• THE PROBLEM: Every line from the one containing "Could you point out the bowl" to the end of the records below, written out word for word, is the whole answer.
———
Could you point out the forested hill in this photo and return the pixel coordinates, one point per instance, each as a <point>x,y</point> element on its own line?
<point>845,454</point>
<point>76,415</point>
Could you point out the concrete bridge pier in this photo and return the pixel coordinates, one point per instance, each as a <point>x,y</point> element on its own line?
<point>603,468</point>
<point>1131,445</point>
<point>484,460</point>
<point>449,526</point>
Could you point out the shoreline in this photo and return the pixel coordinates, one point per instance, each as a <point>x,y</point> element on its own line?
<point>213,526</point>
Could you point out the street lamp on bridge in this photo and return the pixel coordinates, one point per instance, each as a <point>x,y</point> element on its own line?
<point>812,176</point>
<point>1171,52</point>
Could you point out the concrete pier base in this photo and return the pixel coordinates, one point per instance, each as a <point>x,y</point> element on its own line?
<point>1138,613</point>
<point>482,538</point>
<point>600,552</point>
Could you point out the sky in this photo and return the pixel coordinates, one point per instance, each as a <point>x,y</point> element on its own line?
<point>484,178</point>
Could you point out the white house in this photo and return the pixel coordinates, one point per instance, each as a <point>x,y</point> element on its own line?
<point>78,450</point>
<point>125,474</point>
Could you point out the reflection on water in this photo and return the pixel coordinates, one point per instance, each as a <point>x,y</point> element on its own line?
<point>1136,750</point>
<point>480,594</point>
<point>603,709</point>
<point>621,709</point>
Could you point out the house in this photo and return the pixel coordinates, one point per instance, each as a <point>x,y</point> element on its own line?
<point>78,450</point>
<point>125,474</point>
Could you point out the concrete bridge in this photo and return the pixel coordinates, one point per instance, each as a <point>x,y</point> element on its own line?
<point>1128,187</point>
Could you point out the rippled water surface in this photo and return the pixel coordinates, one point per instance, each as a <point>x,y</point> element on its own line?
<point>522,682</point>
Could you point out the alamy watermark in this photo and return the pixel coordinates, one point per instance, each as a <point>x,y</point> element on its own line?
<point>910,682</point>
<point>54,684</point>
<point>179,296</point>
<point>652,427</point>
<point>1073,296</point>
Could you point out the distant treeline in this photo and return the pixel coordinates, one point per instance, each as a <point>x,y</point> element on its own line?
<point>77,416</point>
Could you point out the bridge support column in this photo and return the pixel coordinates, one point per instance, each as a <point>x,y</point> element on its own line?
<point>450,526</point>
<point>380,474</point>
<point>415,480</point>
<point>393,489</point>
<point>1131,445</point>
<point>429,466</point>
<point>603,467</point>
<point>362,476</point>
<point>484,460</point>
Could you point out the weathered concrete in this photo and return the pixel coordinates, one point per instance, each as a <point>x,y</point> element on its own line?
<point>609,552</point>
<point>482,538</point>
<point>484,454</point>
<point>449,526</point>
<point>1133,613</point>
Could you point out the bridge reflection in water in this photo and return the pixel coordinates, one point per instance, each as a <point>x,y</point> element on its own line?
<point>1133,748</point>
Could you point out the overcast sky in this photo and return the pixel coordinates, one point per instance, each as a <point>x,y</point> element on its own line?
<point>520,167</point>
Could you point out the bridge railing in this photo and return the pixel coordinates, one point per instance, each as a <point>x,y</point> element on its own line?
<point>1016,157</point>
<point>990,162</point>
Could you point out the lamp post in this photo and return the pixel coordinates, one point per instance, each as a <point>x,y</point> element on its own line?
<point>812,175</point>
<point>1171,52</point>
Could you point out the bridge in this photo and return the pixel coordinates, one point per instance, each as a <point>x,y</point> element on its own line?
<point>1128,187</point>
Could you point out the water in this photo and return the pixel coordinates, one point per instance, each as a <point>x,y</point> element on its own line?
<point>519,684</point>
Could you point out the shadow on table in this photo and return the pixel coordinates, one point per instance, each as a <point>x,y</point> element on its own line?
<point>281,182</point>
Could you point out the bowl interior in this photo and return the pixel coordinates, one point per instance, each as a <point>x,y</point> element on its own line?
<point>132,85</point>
———
• PROBLEM SOLUTION:
Could you point out the bowl interior in this photo and return the pixel coordinates, one point per instance, each as a <point>x,y</point> element on its own line?
<point>132,85</point>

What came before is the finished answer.